Task requirements:
Retype the records that come next, word for word.

Region pointing data
________________

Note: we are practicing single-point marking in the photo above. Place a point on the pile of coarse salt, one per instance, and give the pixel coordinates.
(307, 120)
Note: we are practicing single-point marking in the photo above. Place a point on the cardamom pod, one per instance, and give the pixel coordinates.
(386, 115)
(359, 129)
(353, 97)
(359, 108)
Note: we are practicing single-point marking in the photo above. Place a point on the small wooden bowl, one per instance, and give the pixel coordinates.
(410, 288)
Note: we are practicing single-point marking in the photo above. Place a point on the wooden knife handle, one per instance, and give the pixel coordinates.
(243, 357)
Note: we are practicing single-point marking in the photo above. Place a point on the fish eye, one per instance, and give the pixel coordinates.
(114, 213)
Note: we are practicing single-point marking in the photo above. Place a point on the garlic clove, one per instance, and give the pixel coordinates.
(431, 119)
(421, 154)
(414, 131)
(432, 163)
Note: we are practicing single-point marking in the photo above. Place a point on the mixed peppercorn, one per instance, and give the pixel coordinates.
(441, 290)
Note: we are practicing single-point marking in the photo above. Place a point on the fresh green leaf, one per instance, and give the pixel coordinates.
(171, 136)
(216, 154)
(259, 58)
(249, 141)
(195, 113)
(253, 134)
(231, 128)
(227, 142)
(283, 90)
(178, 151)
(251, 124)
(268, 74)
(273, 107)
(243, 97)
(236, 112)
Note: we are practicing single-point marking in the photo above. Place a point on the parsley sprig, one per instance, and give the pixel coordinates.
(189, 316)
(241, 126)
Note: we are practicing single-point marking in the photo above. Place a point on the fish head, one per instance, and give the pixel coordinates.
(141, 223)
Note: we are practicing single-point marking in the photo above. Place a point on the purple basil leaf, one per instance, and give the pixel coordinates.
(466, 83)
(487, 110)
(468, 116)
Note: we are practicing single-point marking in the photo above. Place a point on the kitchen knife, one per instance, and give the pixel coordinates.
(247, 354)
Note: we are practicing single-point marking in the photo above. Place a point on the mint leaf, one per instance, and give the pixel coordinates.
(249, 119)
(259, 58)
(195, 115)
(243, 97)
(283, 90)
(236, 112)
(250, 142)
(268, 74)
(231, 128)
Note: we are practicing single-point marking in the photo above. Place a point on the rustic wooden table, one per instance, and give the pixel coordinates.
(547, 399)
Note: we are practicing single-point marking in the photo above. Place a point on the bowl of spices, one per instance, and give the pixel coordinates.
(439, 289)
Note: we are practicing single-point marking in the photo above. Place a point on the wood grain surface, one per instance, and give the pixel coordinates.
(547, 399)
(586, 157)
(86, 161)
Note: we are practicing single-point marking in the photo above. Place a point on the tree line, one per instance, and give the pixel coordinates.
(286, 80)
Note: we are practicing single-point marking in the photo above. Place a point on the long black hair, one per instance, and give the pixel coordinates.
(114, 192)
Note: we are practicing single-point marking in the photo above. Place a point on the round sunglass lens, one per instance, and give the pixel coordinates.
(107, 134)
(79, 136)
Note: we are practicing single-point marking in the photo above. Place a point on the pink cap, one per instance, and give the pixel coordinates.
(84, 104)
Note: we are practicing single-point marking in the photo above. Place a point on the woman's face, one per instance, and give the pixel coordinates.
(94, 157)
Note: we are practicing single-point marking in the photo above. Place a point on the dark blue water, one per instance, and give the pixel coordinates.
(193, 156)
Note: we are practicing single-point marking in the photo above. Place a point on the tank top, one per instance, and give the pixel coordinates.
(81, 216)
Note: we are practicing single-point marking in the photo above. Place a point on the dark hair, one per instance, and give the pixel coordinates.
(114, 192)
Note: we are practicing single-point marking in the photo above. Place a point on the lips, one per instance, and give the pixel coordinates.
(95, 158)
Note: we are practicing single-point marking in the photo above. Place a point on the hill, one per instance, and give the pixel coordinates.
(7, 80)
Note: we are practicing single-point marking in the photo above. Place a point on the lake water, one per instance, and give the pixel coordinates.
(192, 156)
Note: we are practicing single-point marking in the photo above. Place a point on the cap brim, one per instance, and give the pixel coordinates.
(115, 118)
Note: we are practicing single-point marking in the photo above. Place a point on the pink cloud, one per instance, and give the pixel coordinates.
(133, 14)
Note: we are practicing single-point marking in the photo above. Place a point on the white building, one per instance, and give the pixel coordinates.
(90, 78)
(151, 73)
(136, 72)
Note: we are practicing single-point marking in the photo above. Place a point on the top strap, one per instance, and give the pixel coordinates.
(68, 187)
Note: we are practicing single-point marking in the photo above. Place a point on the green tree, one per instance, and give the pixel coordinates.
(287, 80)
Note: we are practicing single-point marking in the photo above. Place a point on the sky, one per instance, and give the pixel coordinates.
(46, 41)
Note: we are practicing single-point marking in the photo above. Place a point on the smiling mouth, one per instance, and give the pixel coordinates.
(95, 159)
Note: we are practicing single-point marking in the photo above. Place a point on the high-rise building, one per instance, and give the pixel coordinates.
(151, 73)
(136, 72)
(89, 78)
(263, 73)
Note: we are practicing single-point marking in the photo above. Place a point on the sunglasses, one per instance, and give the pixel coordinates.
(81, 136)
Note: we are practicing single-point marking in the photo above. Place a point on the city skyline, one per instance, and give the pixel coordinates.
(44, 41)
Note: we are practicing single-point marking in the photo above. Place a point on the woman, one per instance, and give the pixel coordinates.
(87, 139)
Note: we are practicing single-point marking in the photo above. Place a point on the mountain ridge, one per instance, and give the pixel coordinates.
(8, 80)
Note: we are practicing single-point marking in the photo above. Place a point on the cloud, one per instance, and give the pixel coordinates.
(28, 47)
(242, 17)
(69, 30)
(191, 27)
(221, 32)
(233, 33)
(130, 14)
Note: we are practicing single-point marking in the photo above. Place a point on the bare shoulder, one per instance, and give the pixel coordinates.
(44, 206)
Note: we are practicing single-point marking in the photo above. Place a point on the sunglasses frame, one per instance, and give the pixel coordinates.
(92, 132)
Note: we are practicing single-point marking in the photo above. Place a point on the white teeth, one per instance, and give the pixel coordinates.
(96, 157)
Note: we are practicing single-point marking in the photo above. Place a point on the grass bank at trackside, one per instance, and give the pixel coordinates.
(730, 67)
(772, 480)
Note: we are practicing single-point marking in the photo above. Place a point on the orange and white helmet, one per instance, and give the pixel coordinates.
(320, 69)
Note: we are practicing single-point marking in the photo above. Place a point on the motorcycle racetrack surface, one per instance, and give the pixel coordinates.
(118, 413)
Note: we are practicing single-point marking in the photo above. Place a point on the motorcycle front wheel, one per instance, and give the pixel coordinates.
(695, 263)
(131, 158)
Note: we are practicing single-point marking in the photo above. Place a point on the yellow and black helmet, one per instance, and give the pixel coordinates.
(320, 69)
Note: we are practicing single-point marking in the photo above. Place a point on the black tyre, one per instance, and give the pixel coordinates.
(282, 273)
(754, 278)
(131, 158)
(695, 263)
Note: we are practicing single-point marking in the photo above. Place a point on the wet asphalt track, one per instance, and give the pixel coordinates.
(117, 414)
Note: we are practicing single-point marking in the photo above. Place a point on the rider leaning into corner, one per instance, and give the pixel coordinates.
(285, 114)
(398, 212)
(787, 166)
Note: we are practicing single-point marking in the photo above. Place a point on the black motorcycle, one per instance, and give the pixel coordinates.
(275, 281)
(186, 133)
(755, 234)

________________

Answer space:
Note: we are practicing single-point marking in the photo above. Place a point on the pile of coarse salt, one per instance, and give the pixel coordinates.
(307, 120)
Note: we are practicing single-point marking in the photo above. Place a point on the cardamom pod, one per instance, and give the pixel coordinates.
(386, 115)
(359, 129)
(353, 97)
(359, 108)
Note: we are practicing single-point marking in the photo above. Place a point on the small wooden bowl, one per instance, and give the pixel coordinates.
(410, 288)
Note: we are practicing single-point marking in the photo above. Place a point on the wooden knife handle, one per instance, and give the pixel coordinates.
(243, 357)
Note: we are practicing single-point marking in the photo above. Place a point on the fish eye, one per instance, and give the pixel coordinates.
(114, 213)
Note: we are practicing single-point marking in the photo above. Place a point on the garlic clove, one per instance, and give the pixel coordinates.
(431, 119)
(421, 154)
(414, 131)
(432, 163)
Note: we are practicing single-point marking in the photo above. Place a point on the mixed peppercorn, one per instance, and give the pixel coordinates.
(441, 290)
Note: we are practicing single-point marking in the photo above. Place a point on the fresh green leaf, one per instance, and give the pixel coordinates.
(171, 136)
(216, 154)
(259, 58)
(249, 141)
(195, 113)
(253, 134)
(231, 128)
(227, 142)
(283, 90)
(178, 151)
(251, 124)
(268, 74)
(273, 107)
(243, 97)
(236, 112)
Note: we are practicing single-point marking in the photo above. Place a point on the parsley sprig, one per instance, and give the pixel coordinates.
(189, 316)
(241, 126)
Note: we are practicing single-point marking in the photo above. Place a point on the fish head, one per instance, and give the pixel coordinates.
(141, 223)
Note: we are practicing single-point marking in the photo above. Place a point on the purple basil leaf, one per instance, and give the pixel coordinates.
(466, 83)
(487, 110)
(468, 116)
Note: we are practicing single-point marking in the photo above. Place a point on the kitchen knife, one per instance, and give the pixel coordinates.
(247, 354)
Note: we are practicing single-point marking in the photo above. Place a point on the mint leaf, one per instance, and give the pixel coordinates.
(249, 119)
(259, 58)
(195, 115)
(243, 97)
(283, 90)
(236, 112)
(250, 142)
(268, 74)
(231, 128)
Note: we are practicing single-point marking in the photo above. Place a point on the rustic wooden table, one per instance, and give the pixel coordinates.
(547, 399)
Note: we are practicing single-point marking in the photo above. Place a point on the bowl of spices, one per instance, and give the pixel coordinates.
(439, 289)
Note: we are practicing single-point marking in the photo above. Place a point on the wood grain surface, one per instance, and give the pixel coordinates.
(547, 399)
(586, 157)
(86, 161)
Note: we are practicing single-point marking in the photo above. Place a point on the tree line, one per instance, and give the pixel coordinates.
(286, 80)
Note: we are practicing single-point marking in the photo above. Place a point on the long black hair, one per instance, and give the pixel coordinates.
(114, 192)
Note: we are practicing single-point marking in the photo above. Place a point on the round sunglass lens, one per instance, and give the pixel coordinates.
(107, 134)
(79, 136)
Note: we are practicing single-point marking in the photo above. Place a point on the pink cap, one per instance, and give the pixel coordinates.
(84, 104)
Note: we are practicing single-point marking in the photo above. Place a point on the woman's face, one per instance, and give the pixel coordinates.
(94, 157)
Note: we are practicing single-point marking in the photo above. Place a point on the dark blue water, one per instance, and give the pixel coordinates.
(193, 156)
Note: we are practicing single-point marking in the photo above. Place a point on the tank top, one per instance, and give the pixel coordinates.
(81, 216)
Note: we are practicing single-point marking in the photo above. Place a point on the dark hair, one per instance, and give the pixel coordinates.
(114, 192)
Note: we are practicing single-point marking in the photo above. Place a point on the lips, one per instance, and give the pixel coordinates.
(95, 158)
Note: we are practicing single-point marking in the photo above. Place a point on the hill, one per instance, and give the pixel coordinates.
(7, 80)
Note: we are practicing single-point marking in the photo above. Place a point on the lake water, one per instance, and give the pixel coordinates.
(192, 156)
Note: we are practicing single-point marking in the photo above. Place a point on the cap brim, one per instance, and give the pixel coordinates.
(115, 118)
Note: we are practicing single-point marking in the photo above. Place a point on the pink cloud, one per instance, and give the pixel coordinates.
(133, 14)
Note: we are practicing single-point marking in the photo above. Place a point on the white building, one per instance, and give the pixel coordinates.
(90, 78)
(151, 73)
(136, 72)
Note: we are practicing single-point marking in the photo above. Place a point on the top strap, one per instance, and give the pixel coordinates.
(68, 187)
Note: we are practicing single-point marking in the photo above. Place a point on the green tree, one per instance, and give the pixel coordinates.
(287, 80)
Note: we are practicing single-point marking in the photo above. Place a point on the sky, one per instance, and give the pixel coordinates.
(46, 41)
Note: we are practicing single-point marking in the photo above. Place a point on the smiling mouth, one per instance, and give the pixel coordinates.
(95, 159)
Note: we are practicing single-point marking in the photo above. Place a point on the high-rise building, one per instance, and give the pixel coordinates.
(151, 73)
(136, 72)
(89, 78)
(263, 73)
Note: we are practicing single-point marking in the photo above. Place a point on the sunglasses, one per instance, and give the pixel coordinates.
(81, 136)
Note: we are practicing single-point marking in the photo above. Place a point on the city skyline, one per instance, and give the pixel coordinates.
(44, 41)
Note: we are practicing single-point marking in the photo above. Place a point on the woman, one per instance, and give the pixel coordinates.
(87, 139)
Note: we are practicing single-point marking in the photo above. Place a point on the mountain ridge, one per instance, and give the pixel coordinates.
(8, 80)
Note: we are practicing single-point marking in the photo above. Place a point on the cloud, one per instance, and give the pixel coordinates.
(28, 47)
(242, 17)
(69, 30)
(191, 27)
(221, 32)
(233, 33)
(130, 14)
Note: we are practicing single-point marking in the photo above. Place a point on the bare shoulder, one per instance, and give the pixel coordinates.
(44, 206)
Note: we are practicing single-point marking in the photo above. Place a point on the sunglasses frame, one per instance, and give the pixel coordinates.
(92, 132)
Note: we are practicing single-point marking in the photo above. Place a point on the white teeth, one per instance, and give the pixel coordinates.
(96, 157)
Note: we are practicing single-point marking in the photo above. Place a point on the grass bank at trackside, one per instance, and give the pixel coordinates.
(730, 67)
(772, 480)
Note: we are practicing single-point marking in the photo above. Place a point on the orange and white helmet, one per instance, and give the pixel coordinates.
(320, 69)
Note: we are practicing single-point marking in the photo above. Place a point on the motorcycle racetrack surface, one per instance, and give the pixel coordinates.
(118, 413)
Note: we are practicing single-point marking in the photo above. Place a point on the motorcycle front wheel, one per instance, and give the pixel coordinates.
(695, 263)
(131, 158)
Note: we are practicing single-point marking in the photo above. Place a point on the yellow and black helmet, one per instance, and give the pixel coordinates.
(320, 69)
Note: we are practicing single-point marking in the photo above. Place a point on the black tyre, one per instance, and give the pixel coordinates.
(282, 273)
(754, 278)
(131, 158)
(695, 263)
Note: we are practicing single-point marking in the photo above. Place a point on the wet asphalt track, one per instance, and give the pixel coordinates.
(117, 414)
Note: we are practicing single-point marking in the photo above. Place a point on the rider leaning into corner, one per instance, and give the pixel coordinates.
(285, 114)
(398, 212)
(787, 166)
Note: we are practicing single-point marking in the photo above. Place a point on the black motorcycle, one per instance, and give the pixel coordinates.
(275, 281)
(186, 133)
(755, 234)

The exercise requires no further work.